Can you transcribe the entries below line for line, with no changes to any character?

--- start Source material ---

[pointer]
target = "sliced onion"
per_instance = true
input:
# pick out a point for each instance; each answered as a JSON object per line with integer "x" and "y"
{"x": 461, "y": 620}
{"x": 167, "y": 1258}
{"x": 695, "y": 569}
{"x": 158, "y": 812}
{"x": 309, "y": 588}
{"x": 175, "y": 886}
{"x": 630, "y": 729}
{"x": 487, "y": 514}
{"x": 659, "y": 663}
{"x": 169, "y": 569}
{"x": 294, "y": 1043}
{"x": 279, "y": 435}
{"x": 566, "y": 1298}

--- end Source material ---

§ **Right answer**:
[pointer]
target = "sliced onion"
per_instance = true
input:
# pick out a point for each instance; each answered as a JSON object per line with integer "x" and "y"
{"x": 461, "y": 620}
{"x": 167, "y": 1258}
{"x": 695, "y": 569}
{"x": 158, "y": 812}
{"x": 309, "y": 588}
{"x": 175, "y": 886}
{"x": 630, "y": 729}
{"x": 487, "y": 514}
{"x": 659, "y": 663}
{"x": 169, "y": 569}
{"x": 294, "y": 1043}
{"x": 279, "y": 435}
{"x": 566, "y": 1298}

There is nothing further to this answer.